* **Fragmento de la página**
- - -
El Padre Claudio, marieleño, Licenciado en Derecho Canónico, por la Universidad Gregoriana de Roma, fue párroco de Los Palacios, San Luis y San Cristóbal. Alérgico a los protocolos y a las complejidades de la vida. Poseía una fina sensibilidad que lo llevaba a entrar en rápida y vibrante comunión con el dolor de los demás. Consejero de obispos y sacerdotes. Amigo. Su obra mayor y más hermosa, la hizo en San Luis. Allí reconstruyó y remozó el templo, dotándolo de una auténtica belleza de estilo colonial. Misionero en los campos y labores de aquel sano campesinado. En una moto recorría asiduamente los campos de su parroquia, la cual tenía una mayor población rural que urbana. Como pescador nato pudo introducirse en el ambiente pesquero de Punta de Cartas para evangelizarlo. Hizo la capilla de ese lugar, al igual que otras más en los campos sanluiseños. Murió el 20 de Octubre del 2000.
- - -
* **Datos para analizar**
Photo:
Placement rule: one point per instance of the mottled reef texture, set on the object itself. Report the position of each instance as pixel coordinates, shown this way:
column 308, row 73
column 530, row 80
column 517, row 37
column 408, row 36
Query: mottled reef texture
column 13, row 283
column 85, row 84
- - -
Transcribe, por favor, el pasaje del fragmento sobre el Padre Claudio que comienza en "El Padre Claudio, marieleño, Licenciado" y termina en "Octubre del 2000.".

El Padre Claudio, marieleño, Licenciado en Derecho Canónico, por la Universidad Gregoriana de Roma, fue párroco de Los Palacios, San Luis y San Cristóbal. Alérgico a los protocolos y a las complejidades de la vida. Poseía una fina sensibilidad que lo llevaba a entrar en rápida y vibrante comunión con el dolor de los demás. Consejero de obispos y sacerdotes. Amigo. Su obra mayor y más hermosa, la hizo en San Luis. Allí reconstruyó y remozó el templo, dotándolo de una auténtica belleza de estilo colonial. Misionero en los campos y labores de aquel sano campesinado. En una moto recorría asiduamente los campos de su parroquia, la cual tenía una mayor población rural que urbana. Como pescador nato pudo introducirse en el ambiente pesquero de Punta de Cartas para evangelizarlo. Hizo la capilla de ese lugar, al igual que otras más en los campos sanluiseños. Murió el 20 de Octubre del 2000.